Instruções:
A – Reproduza literalmente a passagem da entrevista com Rafael Correa que vai de "Leia, a seguir, um" a "solucionem os problemas.".
B – Indique se cada afirmação abaixo está de acordo com a entrevista com Rafael Correa, respondendo sim ou não e citando literalmente as palavras do texto que decidem a questão: (i) o acidente com o Boeing matou 298 pessoas na Ucrânia; (ii) Correa diz ter informações sobre as novas sanções dos EUA à Rússia; (iii) segundo Correa, a Europa tem interesse na Ucrânia por seus recursos naturais.

Correa recebeu a Folha em Brasília na quinta, dia do acidente com o Boeing que matou 298 pessoas na Ucrânia.
Leia, a seguir, um resumo da conversa:
Folha
- Há poucas horas um avião caiu na Ucrânia e ainda não está claro em
que condições. Há a suspeita de que tenha sido derrubado. Como vê a
situação na região?
Rafael Correa
- É um fato gravíssimo [a queda do avião]. O que ocorre na Ucrânia é um
jogo geopolítico de grandes potências. Há o interesse da Europa no
país, por seus recursos naturais. Com a Rússia ocorre algo similar.
Esperamos que se solucionem os problemas.
Foi
pura coincidência os EUA anunciarem novas sanções à Rússia bem no dia
em que o presidente do país, Vladimir Putin, se reunia no Brasil com
outros líderes dos Brics e da América do Sul?
Não
quero elucubrar e tampouco tenho informações a respeito. Mas o que,
sim, se deve ressaltar, é a dupla moral. Sancionam a Rússia, entre
aspas, como se a humanidade tivesse nomeado um árbitro mundial. E onde
estão as sanções por mais de meio século de embargo dos EUA a Cuba?
Isso, sim, rompe todo o direito internacional.

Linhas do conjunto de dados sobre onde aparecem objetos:
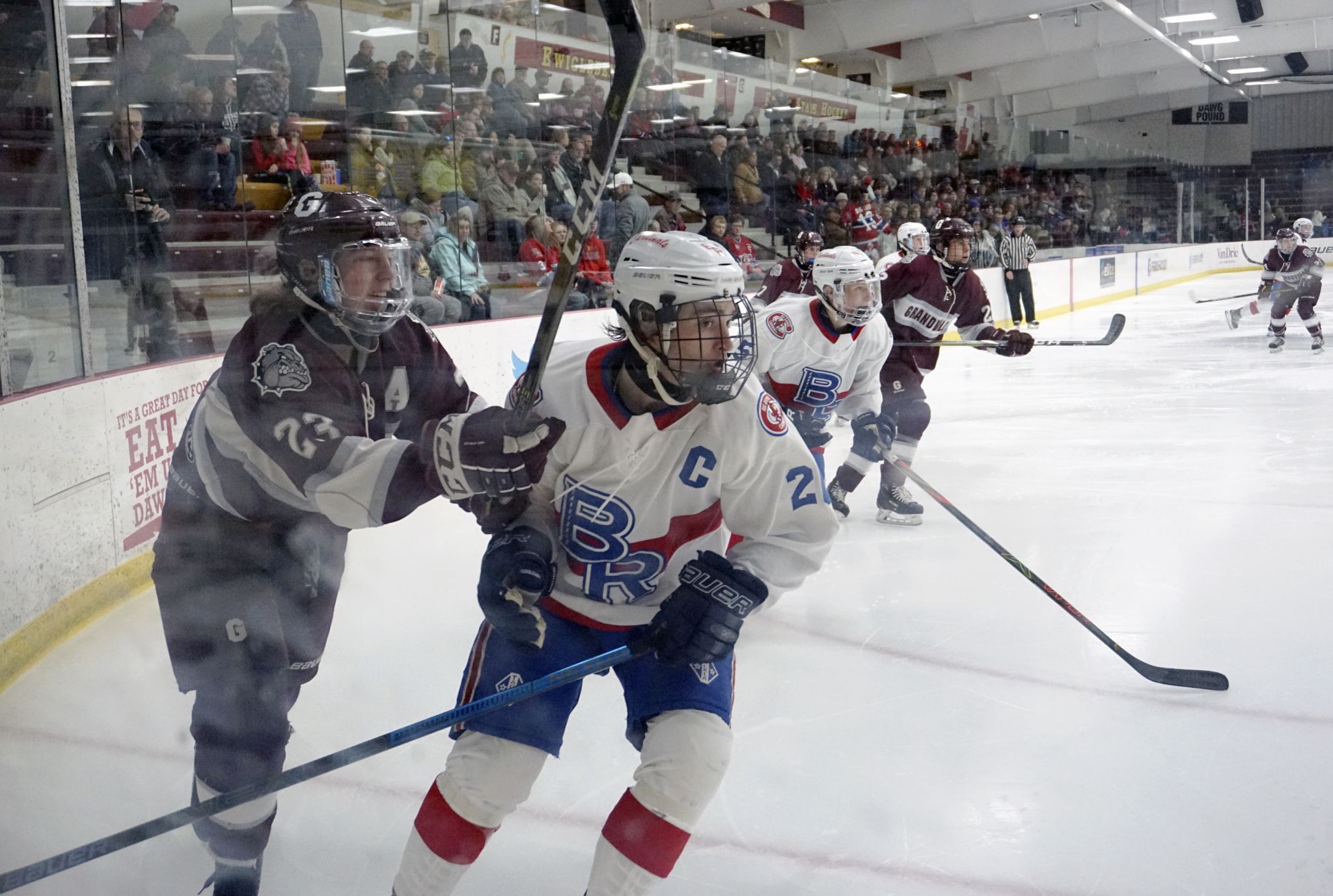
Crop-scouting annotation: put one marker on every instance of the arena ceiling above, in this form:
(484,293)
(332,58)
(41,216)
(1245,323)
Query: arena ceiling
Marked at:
(1052,58)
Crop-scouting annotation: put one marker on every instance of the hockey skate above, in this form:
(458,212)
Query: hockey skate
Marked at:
(838,499)
(896,506)
(235,880)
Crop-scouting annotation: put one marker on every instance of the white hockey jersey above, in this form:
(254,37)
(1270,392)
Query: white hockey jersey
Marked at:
(629,499)
(810,367)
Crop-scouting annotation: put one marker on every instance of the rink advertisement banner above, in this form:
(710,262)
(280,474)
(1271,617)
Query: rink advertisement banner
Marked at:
(146,415)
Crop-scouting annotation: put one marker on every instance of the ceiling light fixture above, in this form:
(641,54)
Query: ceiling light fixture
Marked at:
(1193,16)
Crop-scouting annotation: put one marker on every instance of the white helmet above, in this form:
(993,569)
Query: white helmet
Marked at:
(839,268)
(656,275)
(907,238)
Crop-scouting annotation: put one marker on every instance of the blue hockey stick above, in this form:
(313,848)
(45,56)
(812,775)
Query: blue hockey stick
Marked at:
(314,768)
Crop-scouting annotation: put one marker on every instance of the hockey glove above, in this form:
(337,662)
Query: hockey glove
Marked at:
(810,427)
(702,619)
(475,454)
(873,435)
(516,573)
(1013,343)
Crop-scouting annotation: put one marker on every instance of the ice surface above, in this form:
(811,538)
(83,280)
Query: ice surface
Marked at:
(916,720)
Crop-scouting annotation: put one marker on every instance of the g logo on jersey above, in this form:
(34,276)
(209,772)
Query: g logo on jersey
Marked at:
(771,415)
(281,368)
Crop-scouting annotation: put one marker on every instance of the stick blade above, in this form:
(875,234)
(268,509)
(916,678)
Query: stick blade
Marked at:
(1202,679)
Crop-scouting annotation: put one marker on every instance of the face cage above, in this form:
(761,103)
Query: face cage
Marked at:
(716,387)
(368,320)
(859,316)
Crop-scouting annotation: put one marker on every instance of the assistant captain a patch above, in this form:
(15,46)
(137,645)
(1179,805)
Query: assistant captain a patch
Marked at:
(279,370)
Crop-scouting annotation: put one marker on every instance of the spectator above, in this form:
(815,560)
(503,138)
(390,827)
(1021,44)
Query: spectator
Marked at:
(267,95)
(456,255)
(668,216)
(595,269)
(467,62)
(300,34)
(711,176)
(632,212)
(715,228)
(740,246)
(745,189)
(427,306)
(127,202)
(296,161)
(504,208)
(370,163)
(363,59)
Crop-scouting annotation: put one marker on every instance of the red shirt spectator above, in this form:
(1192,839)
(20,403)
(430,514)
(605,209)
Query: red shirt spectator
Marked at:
(592,263)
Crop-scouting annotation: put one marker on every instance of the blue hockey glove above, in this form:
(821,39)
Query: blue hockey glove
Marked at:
(516,573)
(702,619)
(873,435)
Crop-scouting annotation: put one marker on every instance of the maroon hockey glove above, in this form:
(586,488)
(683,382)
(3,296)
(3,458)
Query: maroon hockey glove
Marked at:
(1013,343)
(702,619)
(476,454)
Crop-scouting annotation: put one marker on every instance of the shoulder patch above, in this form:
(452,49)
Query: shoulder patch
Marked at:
(279,370)
(780,324)
(771,415)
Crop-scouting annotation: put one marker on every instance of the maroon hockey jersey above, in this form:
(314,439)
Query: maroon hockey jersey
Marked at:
(786,277)
(922,306)
(297,424)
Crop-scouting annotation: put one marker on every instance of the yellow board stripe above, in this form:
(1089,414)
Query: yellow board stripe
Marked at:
(71,614)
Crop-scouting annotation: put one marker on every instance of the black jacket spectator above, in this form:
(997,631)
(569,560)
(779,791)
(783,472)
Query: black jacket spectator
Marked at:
(300,34)
(467,62)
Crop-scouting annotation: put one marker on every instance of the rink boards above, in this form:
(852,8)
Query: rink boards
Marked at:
(85,465)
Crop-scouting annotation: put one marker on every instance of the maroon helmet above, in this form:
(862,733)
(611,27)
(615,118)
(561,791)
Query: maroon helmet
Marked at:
(323,236)
(803,240)
(946,234)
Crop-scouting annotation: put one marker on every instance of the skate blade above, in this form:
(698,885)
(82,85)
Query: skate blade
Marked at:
(898,519)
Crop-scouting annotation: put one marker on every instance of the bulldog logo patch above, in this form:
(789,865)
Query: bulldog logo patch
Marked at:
(279,370)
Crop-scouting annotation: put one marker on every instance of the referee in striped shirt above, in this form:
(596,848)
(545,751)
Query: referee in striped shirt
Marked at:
(1016,251)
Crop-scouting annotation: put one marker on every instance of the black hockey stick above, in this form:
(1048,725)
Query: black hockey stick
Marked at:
(130,836)
(628,46)
(1180,677)
(1118,326)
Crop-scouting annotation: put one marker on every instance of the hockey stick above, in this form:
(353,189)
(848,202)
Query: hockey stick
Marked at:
(1195,297)
(628,46)
(1118,326)
(314,768)
(1180,677)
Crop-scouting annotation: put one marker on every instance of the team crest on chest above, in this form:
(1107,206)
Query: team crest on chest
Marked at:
(281,368)
(771,415)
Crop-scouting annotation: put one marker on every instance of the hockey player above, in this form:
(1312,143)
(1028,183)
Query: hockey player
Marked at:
(922,301)
(792,275)
(823,357)
(1292,275)
(671,444)
(334,410)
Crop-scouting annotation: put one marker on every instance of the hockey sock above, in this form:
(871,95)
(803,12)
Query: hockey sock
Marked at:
(635,850)
(441,847)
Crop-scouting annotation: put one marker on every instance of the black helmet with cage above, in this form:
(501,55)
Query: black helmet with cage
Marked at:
(946,234)
(343,252)
(804,240)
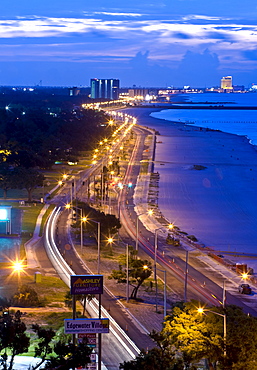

Respostas por tarefa:
A –
Leia, a seguir, um resumo da conversa:
Folha
- Há poucas horas um avião caiu na Ucrânia e ainda não está claro em
que condições. Há a suspeita de que tenha sido derrubado. Como vê a
situação na região?
Rafael Correa
- É um fato gravíssimo [a queda do avião]. O que ocorre na Ucrânia é um
jogo geopolítico de grandes potências. Há o interesse da Europa no
país, por seus recursos naturais. Com a Rússia ocorre algo similar.
Esperamos que se solucionem os problemas.

B –
(i) Sim: "o Boeing que matou 298 pessoas na Ucrânia".
(ii) Não: "tampouco tenho informações a respeito".
(iii) Sim: "Há o interesse da Europa no país, por seus recursos naturais".